+++ INPUT DATA +++

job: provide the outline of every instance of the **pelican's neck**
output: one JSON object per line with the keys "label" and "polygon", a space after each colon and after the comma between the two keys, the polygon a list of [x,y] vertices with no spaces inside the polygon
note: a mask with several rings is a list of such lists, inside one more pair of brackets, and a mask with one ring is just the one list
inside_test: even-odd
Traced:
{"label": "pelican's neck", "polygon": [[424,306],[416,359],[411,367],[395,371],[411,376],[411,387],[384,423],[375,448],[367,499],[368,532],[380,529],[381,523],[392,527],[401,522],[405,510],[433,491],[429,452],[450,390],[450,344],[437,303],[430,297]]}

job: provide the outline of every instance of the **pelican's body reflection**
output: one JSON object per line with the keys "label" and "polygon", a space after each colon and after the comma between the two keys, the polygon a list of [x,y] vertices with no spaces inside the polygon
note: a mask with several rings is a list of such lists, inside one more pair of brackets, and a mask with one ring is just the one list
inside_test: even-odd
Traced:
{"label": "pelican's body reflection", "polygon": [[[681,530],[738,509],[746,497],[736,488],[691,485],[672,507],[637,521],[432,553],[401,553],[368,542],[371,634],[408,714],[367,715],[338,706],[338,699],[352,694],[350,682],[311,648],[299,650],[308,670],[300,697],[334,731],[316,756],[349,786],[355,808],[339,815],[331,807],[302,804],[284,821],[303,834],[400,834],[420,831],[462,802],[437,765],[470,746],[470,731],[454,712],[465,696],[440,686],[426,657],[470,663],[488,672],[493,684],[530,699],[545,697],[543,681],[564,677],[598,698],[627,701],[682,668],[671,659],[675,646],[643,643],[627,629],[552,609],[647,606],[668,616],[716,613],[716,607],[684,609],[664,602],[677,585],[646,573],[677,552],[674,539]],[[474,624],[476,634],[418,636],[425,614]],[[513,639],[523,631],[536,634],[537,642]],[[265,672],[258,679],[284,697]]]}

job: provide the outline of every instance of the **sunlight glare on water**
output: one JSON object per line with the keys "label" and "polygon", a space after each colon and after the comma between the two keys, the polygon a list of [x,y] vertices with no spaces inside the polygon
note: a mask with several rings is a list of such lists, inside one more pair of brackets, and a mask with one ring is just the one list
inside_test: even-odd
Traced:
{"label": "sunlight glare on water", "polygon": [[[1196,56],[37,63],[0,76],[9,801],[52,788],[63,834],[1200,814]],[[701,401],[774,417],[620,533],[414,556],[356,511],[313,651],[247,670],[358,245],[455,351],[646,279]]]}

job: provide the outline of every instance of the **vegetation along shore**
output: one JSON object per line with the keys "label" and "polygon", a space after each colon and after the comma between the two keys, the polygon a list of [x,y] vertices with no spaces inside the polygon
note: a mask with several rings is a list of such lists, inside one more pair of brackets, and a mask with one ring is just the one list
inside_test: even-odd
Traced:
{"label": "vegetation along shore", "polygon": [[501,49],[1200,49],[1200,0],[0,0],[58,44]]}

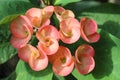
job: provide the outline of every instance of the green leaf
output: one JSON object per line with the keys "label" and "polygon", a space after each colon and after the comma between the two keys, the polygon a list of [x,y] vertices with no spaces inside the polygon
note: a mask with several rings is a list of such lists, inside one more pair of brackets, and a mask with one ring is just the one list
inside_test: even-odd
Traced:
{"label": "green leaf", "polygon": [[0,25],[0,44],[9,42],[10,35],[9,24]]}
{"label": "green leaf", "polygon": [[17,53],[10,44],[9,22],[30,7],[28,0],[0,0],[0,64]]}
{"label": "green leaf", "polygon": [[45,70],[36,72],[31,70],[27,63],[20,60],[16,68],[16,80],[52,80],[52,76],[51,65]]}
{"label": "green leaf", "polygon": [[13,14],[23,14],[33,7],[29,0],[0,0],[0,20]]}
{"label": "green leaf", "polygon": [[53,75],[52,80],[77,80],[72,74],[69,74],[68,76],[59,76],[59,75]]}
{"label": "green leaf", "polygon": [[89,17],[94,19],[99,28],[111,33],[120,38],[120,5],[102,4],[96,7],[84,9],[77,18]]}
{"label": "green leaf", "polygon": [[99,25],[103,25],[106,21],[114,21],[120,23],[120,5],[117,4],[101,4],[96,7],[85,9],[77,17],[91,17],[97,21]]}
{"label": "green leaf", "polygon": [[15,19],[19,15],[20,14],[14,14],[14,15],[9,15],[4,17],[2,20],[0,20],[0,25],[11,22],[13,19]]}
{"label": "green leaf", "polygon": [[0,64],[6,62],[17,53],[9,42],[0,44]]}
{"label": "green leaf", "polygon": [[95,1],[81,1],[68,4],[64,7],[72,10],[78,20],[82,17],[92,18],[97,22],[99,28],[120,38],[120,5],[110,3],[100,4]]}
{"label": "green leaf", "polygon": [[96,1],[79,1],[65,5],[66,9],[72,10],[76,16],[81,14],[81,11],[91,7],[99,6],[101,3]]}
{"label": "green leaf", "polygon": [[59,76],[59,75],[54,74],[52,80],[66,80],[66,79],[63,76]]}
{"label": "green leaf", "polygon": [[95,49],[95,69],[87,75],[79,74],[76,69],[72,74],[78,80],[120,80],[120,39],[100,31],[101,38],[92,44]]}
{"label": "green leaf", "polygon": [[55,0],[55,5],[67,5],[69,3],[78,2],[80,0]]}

+++

- _TASK TO CARRY OUT_: Without the pictures, repeat the listing exactly as it reads.

- _SOLUTION TO THIS TASK_:
job: provide the outline of every instance of the **pelican's neck**
output: one JSON object per line with the keys "label" and "polygon", a space after each colon and after the comma between the two keys, the polygon a list of [x,y] vertices with no spaces inside the polygon
note: a mask with several rings is a list of such lists, inside one more pair of brackets, and a mask with one ring is just the one list
inside_test: even-odd
Traced:
{"label": "pelican's neck", "polygon": [[424,306],[416,359],[411,367],[395,371],[411,376],[411,387],[384,423],[375,448],[367,499],[368,532],[380,529],[381,523],[392,527],[401,522],[405,510],[433,491],[429,452],[450,390],[450,344],[437,303],[430,297]]}

job: provide the outline of every instance of the **pelican's body reflection**
output: one JSON object per line with the keys "label" and "polygon", a space after each colon and after the comma between the two keys, the polygon a list of [x,y] vertices with no spaces inside the polygon
note: a mask with several rings is a list of such lists, inside one more pair of brackets, and a mask with one ring is just the one list
inside_test: even-odd
Traced:
{"label": "pelican's body reflection", "polygon": [[[681,530],[738,509],[746,497],[736,488],[691,485],[672,507],[637,521],[432,553],[401,553],[368,542],[371,634],[408,714],[367,715],[338,706],[338,699],[352,694],[350,682],[311,648],[299,650],[308,670],[300,697],[334,731],[316,756],[349,786],[355,808],[339,815],[331,807],[302,804],[284,821],[303,834],[400,834],[420,831],[462,802],[437,765],[470,746],[470,731],[454,712],[465,696],[440,686],[426,657],[470,663],[488,672],[493,684],[530,699],[545,697],[543,681],[564,677],[598,698],[627,701],[682,668],[671,659],[675,646],[643,643],[627,629],[552,609],[647,606],[668,616],[716,613],[716,607],[684,609],[664,602],[677,585],[646,573],[677,552],[674,539]],[[474,624],[476,634],[418,636],[425,614]],[[513,639],[523,631],[536,634],[537,642]],[[265,672],[258,679],[284,697]]]}

job: provide the outline of every instance of the **sunlight glare on water**
output: one JSON object per line with the keys "label" and "polygon", a space after each colon and after the comma between the two keys, the polygon a list of [x,y] vertices with no spaces inside the polygon
note: a mask with several rings is a list of such lists, inside one more pair of brackets, and a mask with one ring is just the one list
inside_test: even-odd
Traced:
{"label": "sunlight glare on water", "polygon": [[[1196,56],[37,63],[0,76],[9,801],[52,788],[63,834],[1200,814]],[[701,401],[774,417],[620,533],[414,556],[356,511],[313,651],[247,670],[358,245],[455,351],[646,279]]]}

job: provide the outline of every instance of the **vegetation along shore**
output: one JSON object per line with the keys "label" and "polygon", a space after each colon and after the comma between the two keys, the polygon a list of [x,y] vertices with no spaces inside the polygon
note: a mask with several rings is a list of such lists, inside one more pair of brackets, and a mask with one ring is just the one list
inside_test: even-odd
Traced:
{"label": "vegetation along shore", "polygon": [[501,49],[1200,49],[1200,0],[0,0],[58,44]]}

job: provide the outline of every instance of the green leaf
output: one JSON object per line with the keys "label" and "polygon", a space after each colon and after the comma between the two keys, the polygon a list of [x,y] vertices with no spaces inside the polygon
note: a mask with several rings is a list of such lists, inside one more pair of brackets, and a mask with one ring is just the one list
inside_test: even-odd
Traced:
{"label": "green leaf", "polygon": [[0,25],[0,44],[9,42],[10,35],[9,24]]}
{"label": "green leaf", "polygon": [[17,53],[10,44],[9,22],[30,7],[28,0],[0,0],[0,64]]}
{"label": "green leaf", "polygon": [[45,70],[36,72],[31,70],[27,63],[20,60],[16,68],[16,80],[52,80],[52,76],[51,65]]}
{"label": "green leaf", "polygon": [[13,14],[23,14],[33,7],[29,0],[0,0],[0,20]]}
{"label": "green leaf", "polygon": [[53,75],[52,80],[77,80],[72,74],[69,74],[68,76],[59,76],[59,75]]}
{"label": "green leaf", "polygon": [[89,17],[94,19],[99,28],[111,33],[120,38],[120,5],[102,4],[96,7],[84,9],[77,18]]}
{"label": "green leaf", "polygon": [[99,25],[103,25],[106,21],[114,21],[120,23],[120,5],[117,4],[101,4],[96,7],[85,9],[77,17],[91,17],[97,21]]}
{"label": "green leaf", "polygon": [[15,19],[19,15],[20,14],[14,14],[14,15],[9,15],[4,17],[2,20],[0,20],[0,25],[11,22],[13,19]]}
{"label": "green leaf", "polygon": [[0,64],[6,62],[17,53],[9,42],[0,44]]}
{"label": "green leaf", "polygon": [[95,1],[81,1],[68,4],[64,7],[72,10],[78,20],[82,17],[92,18],[97,22],[99,28],[120,38],[120,5],[110,3],[100,4]]}
{"label": "green leaf", "polygon": [[96,1],[79,1],[65,5],[66,9],[72,10],[76,16],[81,14],[81,11],[91,7],[99,6],[101,3]]}
{"label": "green leaf", "polygon": [[59,76],[59,75],[54,74],[52,80],[66,80],[66,79],[63,76]]}
{"label": "green leaf", "polygon": [[95,49],[95,69],[87,75],[79,74],[76,69],[72,74],[78,80],[120,80],[120,39],[100,31],[101,38],[92,44]]}
{"label": "green leaf", "polygon": [[55,0],[55,5],[67,5],[69,3],[78,2],[80,0]]}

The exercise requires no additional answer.